Copy out the data below in full, substituting "central point" for each occurrence of "innermost point" and leaving everything else as it is.
## START
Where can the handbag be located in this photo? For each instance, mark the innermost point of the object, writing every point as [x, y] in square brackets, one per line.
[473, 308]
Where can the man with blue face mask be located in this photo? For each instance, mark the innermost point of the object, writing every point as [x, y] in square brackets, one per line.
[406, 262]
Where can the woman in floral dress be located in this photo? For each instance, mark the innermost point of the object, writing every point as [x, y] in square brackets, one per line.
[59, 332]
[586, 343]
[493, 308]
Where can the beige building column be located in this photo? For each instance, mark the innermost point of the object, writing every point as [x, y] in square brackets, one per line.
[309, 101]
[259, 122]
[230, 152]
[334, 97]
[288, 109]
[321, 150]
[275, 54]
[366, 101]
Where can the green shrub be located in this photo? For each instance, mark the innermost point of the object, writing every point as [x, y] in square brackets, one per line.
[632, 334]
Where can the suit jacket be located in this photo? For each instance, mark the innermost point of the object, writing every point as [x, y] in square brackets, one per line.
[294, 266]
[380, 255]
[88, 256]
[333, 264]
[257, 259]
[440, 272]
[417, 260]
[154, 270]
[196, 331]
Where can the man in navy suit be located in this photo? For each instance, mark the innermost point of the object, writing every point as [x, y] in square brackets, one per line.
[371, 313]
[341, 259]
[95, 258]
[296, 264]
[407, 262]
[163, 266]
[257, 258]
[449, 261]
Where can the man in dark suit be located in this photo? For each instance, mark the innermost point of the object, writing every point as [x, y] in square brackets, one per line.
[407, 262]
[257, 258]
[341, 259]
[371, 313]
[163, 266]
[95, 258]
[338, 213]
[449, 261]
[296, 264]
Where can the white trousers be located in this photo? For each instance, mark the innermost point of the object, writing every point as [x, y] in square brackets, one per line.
## END
EXERCISE RESPONSE:
Where can the handbag be located in this photo? For each instance, mark the central point of the object, writing every point as [x, y] in square brackets, one per line.
[473, 308]
Where can the man with blue face mask be located in this photo? For each instance, mark the central point of the object, writing every point as [x, y] in square brackets, one per line.
[406, 262]
Where can the woman in floral dress be located in this photo? For each instance, mark the central point of the object, writing every point as [x, y] in square brackets, one per line.
[59, 332]
[586, 343]
[493, 308]
Where can the beige building column be located in this photo? For each instance, mark the central point of the object, writing every point as [x, y] in square brackets, one per line.
[309, 101]
[259, 122]
[230, 152]
[334, 97]
[288, 109]
[321, 150]
[275, 54]
[366, 101]
Where can the green shrub be located in this photo? For each instance, mark the central point of the object, writing every point as [x, y] in square brackets, one per line.
[632, 334]
Where can the suit jacket be located in this photo? For each instance, mark the central point of the object, writing every point as [x, y] in square brackets, one per line.
[294, 266]
[380, 255]
[88, 256]
[333, 264]
[257, 259]
[440, 272]
[417, 260]
[154, 270]
[196, 331]
Where can the man in navy suit be located in this photo? For each instance, mark the central point of the object, writing every point as [x, y] in square brackets, one per line.
[371, 313]
[341, 259]
[95, 258]
[296, 264]
[407, 262]
[163, 266]
[257, 258]
[449, 261]
Where can the man in dark suit be located in this photo? For each instance, mark the central point of the object, writing every point as [x, y] in square brackets, one per line.
[407, 262]
[257, 258]
[341, 259]
[371, 313]
[163, 266]
[95, 258]
[338, 213]
[449, 261]
[296, 264]
Where can the white trousers be located in this photo? For each instance, mark the central point of the object, writing every point as [x, y] in square brackets, one per line.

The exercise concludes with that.